Text excerpt
Jeremy Vincent: Recipe for chocolate cake

Let's enjoy cooking !!



RICH CHOCOLATE CAKE

Vinegar may seem like a strange ingredient to use in a chocolate cake, but it provides a wonderful contrast to the sweetness provided by other ingredients. Copha is another feature of this recipe, providing a lighter finish. You can substitute margarine, but the water content in margarine will not give the same light result.

Serves 10-12
½ cup milk
1½ teaspoons white vinegar
150g copha (vegetable shortening, from the supermarket fridge) plus more for greasing
300g plain flour
400g sugar
2 teaspoons ground cinnamon
1 teaspoon baking soda
55g cocoa powder
110g unsalted butter
3 eggs, lightly beaten
THE ICING:
240g icing sugar
16g cocoa powder
¼ cup milk
70g unsalted butter

Mix the milk and vinegar in a bowl; let sit until slightly curdled, about 10 minutes. Heat the oven to 180C. Grease a 23cm x 33cm baking dish with copha. Sift the flour, sugar, cinnamon and baking soda in a bowl; make a well in the centre. Bring the copha, cocoa powder, butter and ½ cup water to a boil in a medium saucepan. Cook, whisking constantly, until smooth, 5-7 minutes; let cool slightly. Whisk in the milk mixture and the eggs. Stir the wet ingredients into dry ingredients until a smooth batter forms. Pour the batter into the greased tin and smooth the top. Bake until a toothpick inserted in the centre comes out clean, 25-30 minutes; let cool.

What to work on
1) Report every line of the records below that contains the string "toilet", copying each such line in full.
2) Pick up the chocolate cake recipe after its last sentence and carry it on in the same style.

Data supplied
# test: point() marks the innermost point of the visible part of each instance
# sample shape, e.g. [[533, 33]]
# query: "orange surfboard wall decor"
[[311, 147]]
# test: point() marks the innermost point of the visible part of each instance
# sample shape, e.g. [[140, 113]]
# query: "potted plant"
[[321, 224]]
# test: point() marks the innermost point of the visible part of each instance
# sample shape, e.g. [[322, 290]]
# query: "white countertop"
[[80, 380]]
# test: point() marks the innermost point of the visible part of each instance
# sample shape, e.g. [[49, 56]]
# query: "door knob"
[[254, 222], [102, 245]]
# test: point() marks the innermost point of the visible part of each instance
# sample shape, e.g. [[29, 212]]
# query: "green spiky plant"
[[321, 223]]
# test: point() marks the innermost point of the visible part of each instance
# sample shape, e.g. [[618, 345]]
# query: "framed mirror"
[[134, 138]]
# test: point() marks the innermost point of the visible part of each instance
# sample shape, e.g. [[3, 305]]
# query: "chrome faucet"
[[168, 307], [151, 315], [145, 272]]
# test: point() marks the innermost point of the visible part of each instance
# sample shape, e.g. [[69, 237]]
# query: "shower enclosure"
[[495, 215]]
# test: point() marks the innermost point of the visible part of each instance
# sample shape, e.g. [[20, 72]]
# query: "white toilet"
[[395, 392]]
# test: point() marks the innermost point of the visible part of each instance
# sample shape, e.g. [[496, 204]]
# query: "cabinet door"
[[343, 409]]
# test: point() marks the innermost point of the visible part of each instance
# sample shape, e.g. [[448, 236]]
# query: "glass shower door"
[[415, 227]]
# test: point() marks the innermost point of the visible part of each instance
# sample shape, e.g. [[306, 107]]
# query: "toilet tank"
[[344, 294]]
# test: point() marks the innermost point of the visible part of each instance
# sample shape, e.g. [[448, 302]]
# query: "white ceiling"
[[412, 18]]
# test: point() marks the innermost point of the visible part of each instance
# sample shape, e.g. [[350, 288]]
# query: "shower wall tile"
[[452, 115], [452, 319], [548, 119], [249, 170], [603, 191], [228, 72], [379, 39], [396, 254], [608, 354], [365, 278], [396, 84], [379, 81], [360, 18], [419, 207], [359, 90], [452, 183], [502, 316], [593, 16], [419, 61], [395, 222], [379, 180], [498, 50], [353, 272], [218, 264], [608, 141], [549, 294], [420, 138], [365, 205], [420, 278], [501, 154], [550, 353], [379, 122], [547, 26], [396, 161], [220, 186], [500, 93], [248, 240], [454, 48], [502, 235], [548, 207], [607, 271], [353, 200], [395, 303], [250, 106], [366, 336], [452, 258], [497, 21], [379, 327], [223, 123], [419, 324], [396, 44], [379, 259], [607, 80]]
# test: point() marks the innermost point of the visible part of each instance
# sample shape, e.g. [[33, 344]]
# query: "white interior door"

==

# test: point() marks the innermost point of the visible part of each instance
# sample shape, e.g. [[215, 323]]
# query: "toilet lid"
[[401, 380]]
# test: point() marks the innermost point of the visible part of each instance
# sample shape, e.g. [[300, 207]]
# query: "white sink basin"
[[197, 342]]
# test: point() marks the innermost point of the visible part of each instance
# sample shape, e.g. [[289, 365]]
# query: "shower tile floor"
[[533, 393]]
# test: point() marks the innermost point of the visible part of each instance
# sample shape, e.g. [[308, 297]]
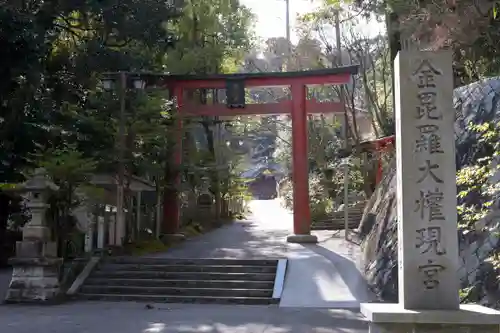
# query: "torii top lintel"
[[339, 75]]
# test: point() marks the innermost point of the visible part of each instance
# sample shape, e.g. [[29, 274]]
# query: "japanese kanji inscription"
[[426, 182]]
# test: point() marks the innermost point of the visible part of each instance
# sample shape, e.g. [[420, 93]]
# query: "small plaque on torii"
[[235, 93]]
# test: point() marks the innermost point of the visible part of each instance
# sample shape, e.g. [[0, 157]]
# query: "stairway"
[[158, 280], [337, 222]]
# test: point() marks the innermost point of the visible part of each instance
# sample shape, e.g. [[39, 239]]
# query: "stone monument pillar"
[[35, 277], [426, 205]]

...

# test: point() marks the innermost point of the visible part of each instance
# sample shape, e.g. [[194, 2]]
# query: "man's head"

Results for each task
1)
# query: "white toilet"
# query: "toilet tank"
# query: "toilet lid"

2)
Make the icing: Sift the icing sugar and cocoa powder in a bowl. Simmer the milk and butter in a medium saucepan over medium heat until the butter is melted, 3-4 minutes. Whisk in the icing sugar mixture until smooth. Pour the icing over the cake; let it set completely, about 30 minutes.

OTHER USES FOR VINEGAR
To rescue a recipe that tastes too sweet or too salty after you’ve mixed the ingredients, try adding a dash of white vinegar. It may save the day.
You can enhance the flavour of your favourite grilled fish dishes by adding a dash of white vinegar. For firmer, whiter fish, soak your favourite fillet or seafood steak for 20 minutes in 5 cups of water and two tablespoons of vinegar.
When a recipe calls for buttermilk and you don’t have any, add a tablespoon of white vinegar to a cup of milk.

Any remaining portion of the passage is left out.